--- WHAT TO DO ---
Give as output the line that contains "the form [8,28].", followed by every remaining line of the entries, unchanged and with nothing added.

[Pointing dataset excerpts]
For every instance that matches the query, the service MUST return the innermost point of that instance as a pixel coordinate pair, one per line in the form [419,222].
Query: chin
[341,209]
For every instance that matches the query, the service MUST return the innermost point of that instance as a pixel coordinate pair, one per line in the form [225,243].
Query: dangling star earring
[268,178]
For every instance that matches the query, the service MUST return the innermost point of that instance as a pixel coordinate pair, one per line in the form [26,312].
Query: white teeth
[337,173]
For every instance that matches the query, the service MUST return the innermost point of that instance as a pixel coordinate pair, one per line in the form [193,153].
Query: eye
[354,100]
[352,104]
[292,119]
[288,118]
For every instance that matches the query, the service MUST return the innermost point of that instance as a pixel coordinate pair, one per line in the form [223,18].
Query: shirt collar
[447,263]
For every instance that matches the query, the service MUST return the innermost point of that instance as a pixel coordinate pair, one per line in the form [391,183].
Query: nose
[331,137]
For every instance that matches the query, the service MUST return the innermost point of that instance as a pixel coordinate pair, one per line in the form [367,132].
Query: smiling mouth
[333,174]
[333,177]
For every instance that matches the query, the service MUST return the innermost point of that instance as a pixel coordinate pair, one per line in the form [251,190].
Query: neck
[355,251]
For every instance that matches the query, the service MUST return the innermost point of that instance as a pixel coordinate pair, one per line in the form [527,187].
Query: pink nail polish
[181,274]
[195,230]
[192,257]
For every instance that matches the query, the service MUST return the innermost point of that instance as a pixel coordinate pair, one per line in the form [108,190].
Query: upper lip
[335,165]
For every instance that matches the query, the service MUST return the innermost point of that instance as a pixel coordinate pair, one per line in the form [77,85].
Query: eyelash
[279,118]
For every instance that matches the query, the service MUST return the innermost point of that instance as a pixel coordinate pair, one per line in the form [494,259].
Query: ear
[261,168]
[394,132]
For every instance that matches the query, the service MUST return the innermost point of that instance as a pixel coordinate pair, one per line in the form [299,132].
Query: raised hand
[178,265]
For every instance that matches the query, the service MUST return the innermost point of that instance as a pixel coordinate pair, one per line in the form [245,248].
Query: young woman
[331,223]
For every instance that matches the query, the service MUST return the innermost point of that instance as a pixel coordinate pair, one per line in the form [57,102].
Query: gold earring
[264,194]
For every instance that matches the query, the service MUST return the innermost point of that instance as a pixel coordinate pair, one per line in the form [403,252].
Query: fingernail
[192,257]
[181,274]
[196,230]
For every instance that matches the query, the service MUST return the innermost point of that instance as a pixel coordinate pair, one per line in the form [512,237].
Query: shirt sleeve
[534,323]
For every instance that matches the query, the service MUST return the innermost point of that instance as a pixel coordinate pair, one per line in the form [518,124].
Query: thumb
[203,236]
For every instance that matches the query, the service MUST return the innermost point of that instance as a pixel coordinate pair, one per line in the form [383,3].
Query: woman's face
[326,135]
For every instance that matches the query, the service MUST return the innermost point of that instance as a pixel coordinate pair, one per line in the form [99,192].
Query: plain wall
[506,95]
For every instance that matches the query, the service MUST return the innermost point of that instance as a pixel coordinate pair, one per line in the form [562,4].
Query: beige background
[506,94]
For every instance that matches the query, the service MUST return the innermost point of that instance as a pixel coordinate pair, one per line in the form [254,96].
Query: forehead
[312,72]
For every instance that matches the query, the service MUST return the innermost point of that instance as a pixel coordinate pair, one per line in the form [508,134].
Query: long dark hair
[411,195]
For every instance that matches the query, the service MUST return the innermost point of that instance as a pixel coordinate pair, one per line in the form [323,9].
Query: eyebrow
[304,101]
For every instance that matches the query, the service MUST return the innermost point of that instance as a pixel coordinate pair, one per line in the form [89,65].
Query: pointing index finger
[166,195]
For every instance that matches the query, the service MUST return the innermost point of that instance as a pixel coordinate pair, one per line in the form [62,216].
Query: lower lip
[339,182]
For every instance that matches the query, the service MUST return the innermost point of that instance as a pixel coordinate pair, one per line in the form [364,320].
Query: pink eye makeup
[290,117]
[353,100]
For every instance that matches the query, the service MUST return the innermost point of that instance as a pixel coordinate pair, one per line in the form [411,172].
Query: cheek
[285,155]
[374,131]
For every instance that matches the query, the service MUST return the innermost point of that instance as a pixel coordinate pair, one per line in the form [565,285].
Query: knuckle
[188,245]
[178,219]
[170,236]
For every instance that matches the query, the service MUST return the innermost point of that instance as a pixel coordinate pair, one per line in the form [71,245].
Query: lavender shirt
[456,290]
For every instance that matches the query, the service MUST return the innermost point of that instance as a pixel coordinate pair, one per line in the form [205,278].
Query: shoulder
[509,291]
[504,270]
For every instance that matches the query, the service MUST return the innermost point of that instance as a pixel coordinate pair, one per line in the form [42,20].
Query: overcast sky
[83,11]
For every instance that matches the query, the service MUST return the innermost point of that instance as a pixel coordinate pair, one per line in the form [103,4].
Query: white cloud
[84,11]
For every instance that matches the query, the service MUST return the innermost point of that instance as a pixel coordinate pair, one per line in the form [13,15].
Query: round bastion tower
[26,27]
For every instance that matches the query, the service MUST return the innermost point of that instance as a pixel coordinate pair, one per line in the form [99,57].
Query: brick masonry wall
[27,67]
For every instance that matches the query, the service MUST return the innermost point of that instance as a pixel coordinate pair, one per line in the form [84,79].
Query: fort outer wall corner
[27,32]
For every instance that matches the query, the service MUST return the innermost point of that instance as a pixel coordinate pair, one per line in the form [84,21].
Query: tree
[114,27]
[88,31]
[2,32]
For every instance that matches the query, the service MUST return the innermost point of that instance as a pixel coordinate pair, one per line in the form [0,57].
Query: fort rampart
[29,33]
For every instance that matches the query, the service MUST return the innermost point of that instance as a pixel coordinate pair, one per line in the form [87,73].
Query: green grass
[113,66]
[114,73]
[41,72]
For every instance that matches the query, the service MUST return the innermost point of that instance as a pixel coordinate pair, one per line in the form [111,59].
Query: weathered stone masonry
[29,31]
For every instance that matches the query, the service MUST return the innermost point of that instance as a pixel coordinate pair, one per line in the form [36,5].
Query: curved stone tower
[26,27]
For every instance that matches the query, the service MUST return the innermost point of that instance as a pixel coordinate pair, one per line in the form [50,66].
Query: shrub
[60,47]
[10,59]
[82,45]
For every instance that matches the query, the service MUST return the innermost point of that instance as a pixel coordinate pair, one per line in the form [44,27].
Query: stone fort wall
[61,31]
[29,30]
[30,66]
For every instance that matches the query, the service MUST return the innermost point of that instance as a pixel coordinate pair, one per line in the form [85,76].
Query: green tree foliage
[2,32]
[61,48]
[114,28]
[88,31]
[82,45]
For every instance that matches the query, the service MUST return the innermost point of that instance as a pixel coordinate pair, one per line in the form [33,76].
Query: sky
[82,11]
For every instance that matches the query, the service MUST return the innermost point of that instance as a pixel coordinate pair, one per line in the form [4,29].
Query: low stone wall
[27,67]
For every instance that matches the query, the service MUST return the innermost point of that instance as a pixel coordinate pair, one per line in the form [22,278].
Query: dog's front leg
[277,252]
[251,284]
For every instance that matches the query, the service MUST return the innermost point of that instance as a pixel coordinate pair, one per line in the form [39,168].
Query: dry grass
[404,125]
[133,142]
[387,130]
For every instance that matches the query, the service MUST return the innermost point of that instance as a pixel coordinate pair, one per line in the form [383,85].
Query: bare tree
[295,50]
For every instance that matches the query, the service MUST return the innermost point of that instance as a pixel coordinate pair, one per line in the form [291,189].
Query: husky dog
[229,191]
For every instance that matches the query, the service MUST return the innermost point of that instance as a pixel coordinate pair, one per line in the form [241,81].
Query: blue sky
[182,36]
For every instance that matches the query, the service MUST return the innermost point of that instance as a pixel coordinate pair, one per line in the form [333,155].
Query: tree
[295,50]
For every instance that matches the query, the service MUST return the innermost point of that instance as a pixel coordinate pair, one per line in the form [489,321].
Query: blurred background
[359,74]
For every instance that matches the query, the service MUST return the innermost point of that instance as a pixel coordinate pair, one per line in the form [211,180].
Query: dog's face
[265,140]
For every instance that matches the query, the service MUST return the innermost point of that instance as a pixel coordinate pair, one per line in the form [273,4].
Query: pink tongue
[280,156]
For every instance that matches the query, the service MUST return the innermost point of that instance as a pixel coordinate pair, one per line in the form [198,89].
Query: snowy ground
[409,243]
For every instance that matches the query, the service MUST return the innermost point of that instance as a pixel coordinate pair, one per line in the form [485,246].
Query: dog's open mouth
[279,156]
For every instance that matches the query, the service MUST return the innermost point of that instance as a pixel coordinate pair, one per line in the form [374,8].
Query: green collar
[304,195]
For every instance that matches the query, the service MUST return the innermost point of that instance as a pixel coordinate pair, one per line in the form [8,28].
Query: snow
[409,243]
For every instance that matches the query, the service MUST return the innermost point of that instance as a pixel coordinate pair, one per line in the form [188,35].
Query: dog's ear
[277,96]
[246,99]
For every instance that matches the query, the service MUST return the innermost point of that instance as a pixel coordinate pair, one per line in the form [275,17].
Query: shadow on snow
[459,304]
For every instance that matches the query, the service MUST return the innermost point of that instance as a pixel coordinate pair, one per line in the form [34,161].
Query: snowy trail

--- EXERCISE OUTPUT ---
For every instance that matches the query, the service MUST return the innermost point of that instance as a pixel coordinate pair, one per line in the form [8,28].
Query: snow
[409,243]
For every instance that matches the query, the service MUST return the innermost point of that instance as a pixel coordinate pair, one per line in the form [188,35].
Query: dog's ear
[277,96]
[246,99]
For every instance that matches the query, the service MUST return the innermost point of that instance as a pixel coordinate pair, one per line in the form [275,17].
Query: shadow on snow
[459,304]
For every instance that matches the query, the service MUST return the innermost point of that instance as a pixel coordinate pair, one per line in the form [34,161].
Query: snowy trail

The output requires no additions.